Extracted records:
╔══

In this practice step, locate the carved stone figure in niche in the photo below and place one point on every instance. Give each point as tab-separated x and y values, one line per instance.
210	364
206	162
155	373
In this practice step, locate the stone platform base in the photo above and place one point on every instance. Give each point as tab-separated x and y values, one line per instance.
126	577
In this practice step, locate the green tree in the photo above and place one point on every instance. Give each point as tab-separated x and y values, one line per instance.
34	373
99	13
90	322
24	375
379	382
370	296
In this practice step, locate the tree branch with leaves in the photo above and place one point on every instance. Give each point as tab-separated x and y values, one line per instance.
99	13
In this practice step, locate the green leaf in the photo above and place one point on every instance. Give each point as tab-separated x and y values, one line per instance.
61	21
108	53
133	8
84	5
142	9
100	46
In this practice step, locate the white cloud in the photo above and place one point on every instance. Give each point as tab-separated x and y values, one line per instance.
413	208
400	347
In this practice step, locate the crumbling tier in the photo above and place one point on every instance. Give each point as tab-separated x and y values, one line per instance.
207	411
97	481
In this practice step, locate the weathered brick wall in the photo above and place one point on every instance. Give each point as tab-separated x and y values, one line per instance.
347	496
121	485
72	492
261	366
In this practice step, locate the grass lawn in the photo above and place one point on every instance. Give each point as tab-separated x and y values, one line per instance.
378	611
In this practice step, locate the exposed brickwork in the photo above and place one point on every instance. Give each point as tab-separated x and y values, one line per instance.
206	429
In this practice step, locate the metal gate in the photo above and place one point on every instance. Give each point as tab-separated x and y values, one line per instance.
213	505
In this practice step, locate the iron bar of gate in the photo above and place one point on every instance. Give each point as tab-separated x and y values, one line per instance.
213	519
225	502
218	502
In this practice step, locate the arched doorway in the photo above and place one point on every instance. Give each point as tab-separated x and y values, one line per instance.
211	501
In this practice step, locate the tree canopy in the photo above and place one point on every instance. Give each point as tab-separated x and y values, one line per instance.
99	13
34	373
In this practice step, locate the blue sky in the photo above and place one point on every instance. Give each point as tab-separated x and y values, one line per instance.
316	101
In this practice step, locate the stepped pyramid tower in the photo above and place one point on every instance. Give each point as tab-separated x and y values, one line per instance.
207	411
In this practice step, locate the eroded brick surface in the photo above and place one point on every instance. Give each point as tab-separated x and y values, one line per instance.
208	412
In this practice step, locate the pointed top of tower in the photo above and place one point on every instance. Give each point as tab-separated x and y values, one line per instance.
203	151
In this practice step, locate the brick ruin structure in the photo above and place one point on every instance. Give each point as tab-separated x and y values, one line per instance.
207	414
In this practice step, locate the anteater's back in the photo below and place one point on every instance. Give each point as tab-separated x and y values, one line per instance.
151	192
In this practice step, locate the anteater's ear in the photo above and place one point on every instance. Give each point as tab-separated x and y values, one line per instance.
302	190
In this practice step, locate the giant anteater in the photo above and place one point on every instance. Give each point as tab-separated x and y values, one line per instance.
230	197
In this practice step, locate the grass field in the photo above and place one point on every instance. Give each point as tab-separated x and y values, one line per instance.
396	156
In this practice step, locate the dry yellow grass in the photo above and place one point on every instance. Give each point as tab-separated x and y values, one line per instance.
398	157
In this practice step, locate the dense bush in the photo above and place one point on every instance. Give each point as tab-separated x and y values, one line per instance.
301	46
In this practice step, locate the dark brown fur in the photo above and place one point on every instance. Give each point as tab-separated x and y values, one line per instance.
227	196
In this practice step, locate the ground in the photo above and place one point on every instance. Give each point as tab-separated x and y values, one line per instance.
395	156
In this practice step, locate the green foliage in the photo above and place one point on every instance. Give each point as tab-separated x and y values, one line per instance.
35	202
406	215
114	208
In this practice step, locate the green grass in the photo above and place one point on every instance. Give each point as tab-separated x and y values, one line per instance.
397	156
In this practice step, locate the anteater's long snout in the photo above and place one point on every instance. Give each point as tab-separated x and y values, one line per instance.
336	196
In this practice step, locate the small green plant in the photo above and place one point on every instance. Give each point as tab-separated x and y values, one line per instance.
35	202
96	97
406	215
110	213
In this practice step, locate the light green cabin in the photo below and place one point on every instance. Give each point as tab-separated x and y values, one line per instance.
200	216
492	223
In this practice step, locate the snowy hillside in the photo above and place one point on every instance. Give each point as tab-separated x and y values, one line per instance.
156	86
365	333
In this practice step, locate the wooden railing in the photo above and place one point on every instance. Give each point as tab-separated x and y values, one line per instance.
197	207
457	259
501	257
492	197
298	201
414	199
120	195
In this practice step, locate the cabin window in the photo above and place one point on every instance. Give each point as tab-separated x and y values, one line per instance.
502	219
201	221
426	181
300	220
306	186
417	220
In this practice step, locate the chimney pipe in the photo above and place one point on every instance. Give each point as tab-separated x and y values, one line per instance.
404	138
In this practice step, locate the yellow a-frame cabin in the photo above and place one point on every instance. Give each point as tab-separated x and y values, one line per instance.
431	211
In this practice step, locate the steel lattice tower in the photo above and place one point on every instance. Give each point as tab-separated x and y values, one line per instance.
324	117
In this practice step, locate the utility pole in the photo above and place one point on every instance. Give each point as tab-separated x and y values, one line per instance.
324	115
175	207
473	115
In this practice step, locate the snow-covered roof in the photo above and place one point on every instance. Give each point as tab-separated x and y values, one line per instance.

╚══

Goal: Return all of the material above word for word, keeping every line the same and in the same order.

Response to this exercise:
In this practice step, locate the carved stone figure in niche in the photo below and place one point on every instance. Give each point as tab-separated x and y values, one line per instance.
210	364
206	162
155	373
In this practice step, locate the stone platform base in the photo above and place one point on every instance. Give each point as tab-separated x and y values, one line per instance.
126	577
In this practice step, locate the green tree in the photo above and place one point on every instance. Give each point as tab-separated x and y values, one line per instance.
34	373
99	13
90	322
24	375
379	382
370	296
In this practice step, locate the tree branch with leaves in the photo above and place one point on every instance. Give each point as tab-separated x and y values, one line per instance.
99	13
In this practice step, locate the green leaf in the photo above and place one point on every instance. Give each point as tab-separated x and y values, one line per instance.
61	21
108	53
133	8
84	5
142	9
100	46
In this practice step, locate the white cloud in the photo above and place one point on every instance. Give each point as tab-separated x and y values, one line per instance.
413	208
400	347
In this practice step, locate the crumbling tier in the photo above and place one point on every instance. Give each point as tab-separated x and y values, one line per instance.
207	411
97	481
In this practice step, locate the weathered brick wall in the photo above and place one point on every instance. Give each point as tab-separated x and y values, one line per instance.
347	496
121	485
72	492
261	366
In this practice step, locate the grass lawn in the photo above and place one point on every instance. Give each point as tab-separated x and y values, one line per instance.
378	611
In this practice step, locate the exposed brickwork in the photo above and place one point on every instance. Give each point as tab-separated x and y values, one line per instance.
206	429
In this practice step, locate the metal gate in the photo above and place one point on every instance. Give each point as tab-separated x and y values, one line per instance.
213	505
In this practice step, locate the iron bar of gate in the photo above and place one point on every instance. Give each point as tab-separated x and y values, one line per instance.
213	519
225	502
218	502
In this practice step, locate the arched doorway in the photo above and place one point on every instance. Give each point as tab-separated x and y values, one line per instance.
211	501
In this practice step, locate the tree canopy in the photo above and place one point on every instance. Give each point as tab-separated x and y values, one line per instance.
99	13
34	373
In this practice step, locate the blue sky in the photo above and place one point on every instance. Give each point as tab-separated x and y values, one line per instance.
316	101
In this practice step, locate the stepped pyramid tower in the photo above and place one point on every instance. Give each point as tab-separated x and y values, one line per instance.
207	411
In this practice step, locate the eroded brick surface in the photo above and place one point on every instance. Give each point as tab-separated x and y values, one line per instance.
208	412
In this practice step, locate the pointed top of tower in the photo above and place one point on every instance. Give each point as tab-separated x and y values, one line per instance.
203	151
In this practice step, locate the brick ruin structure in the photo above and place one point on every instance. Give each point as tab-separated x and y values, one line per instance.
207	414
In this practice step, locate the anteater's back in the photo below and place one point on every instance. Give each point as tab-separated x and y values, one line per instance.
151	192
In this practice step, locate the anteater's ear in the photo above and place one point on every instance. Give each point as tab-separated x and y values, one line per instance.
302	190
In this practice step, locate the giant anteater in the photo above and place one point on every instance. Give each point as tab-separated x and y values, one line per instance.
230	197
In this practice step, locate the grass field in the photo above and place one point on every instance. Give each point as tab-separated x and y values, one line per instance.
396	156
In this practice step, locate the dry yellow grass in the photo above and place one point on every instance. Give each point as tab-separated x and y values, one line per instance.
398	157
In this practice step, locate the dense bush in the photo above and place one point on every instance. Give each point as tab-separated x and y values, one line per instance.
301	46
In this practice step, locate the dark brown fur in the photo above and place one point on every instance. Give each point as tab-separated x and y values, one line per instance.
227	196
In this practice step, locate the ground in the photo above and place one point on every instance. Give each point as tab-separated x and y values, one line per instance.
395	156
In this practice step, locate the green foliage in the photo above and place one point on every instance. Give each point as tab-separated x and y values, one line per instance.
35	202
406	215
114	208
In this practice step, locate the green grass in the photo above and place one point on every instance. Give each point as tab-separated x and y values, one line per instance.
397	156
In this practice step, locate the anteater's long snout in the photo above and place one point on every instance. Give each point as tab-separated x and y values, one line per instance.
336	196
In this practice step, locate the small green plant in the photo above and place one point on every instance. Give each point as tab-separated x and y values, one line per instance.
35	202
96	97
406	215
110	213
In this practice step, locate the light green cabin in the photo below and place one point on every instance. Give each point as tab-separated x and y values, one line per instance.
200	216
492	223
In this practice step, locate the snowy hillside in the photo above and place one point on every instance. Give each point as tab-separated x and y values, one line per instance.
156	86
365	333
In this practice step, locate the wooden railing in the photo above and place one point on every instance. Give each point as tab-separated x and y values, one line per instance.
197	207
457	259
501	257
492	197
298	201
414	199
120	195
In this practice step, locate the cabin window in the photo above and place one point on every instance. Give each point as tab-separated x and y values, one line per instance.
502	219
201	221
426	181
300	220
306	186
417	220
In this practice step, locate the chimney pipe in the photo above and place one point on every instance. Give each point as tab-separated x and y values, one line per instance.
404	138
In this practice step, locate the yellow a-frame cabin in the photo above and place one point on every instance. Give each point as tab-separated x and y values, one line per instance.
431	211
In this practice step, locate the steel lattice tower in the photo above and place one point on every instance. Give each point as tab-separated x and y values, one line per instance.
324	117
In this practice step, locate the utility pole in the photo above and place one point on every instance. Give each point as tab-separated x and y values, one line per instance.
324	115
175	207
473	115
In this practice step, locate the snow-covered roof in the photo above and place one point on every instance. Give each point as tab-separated x and y values, one line per instance.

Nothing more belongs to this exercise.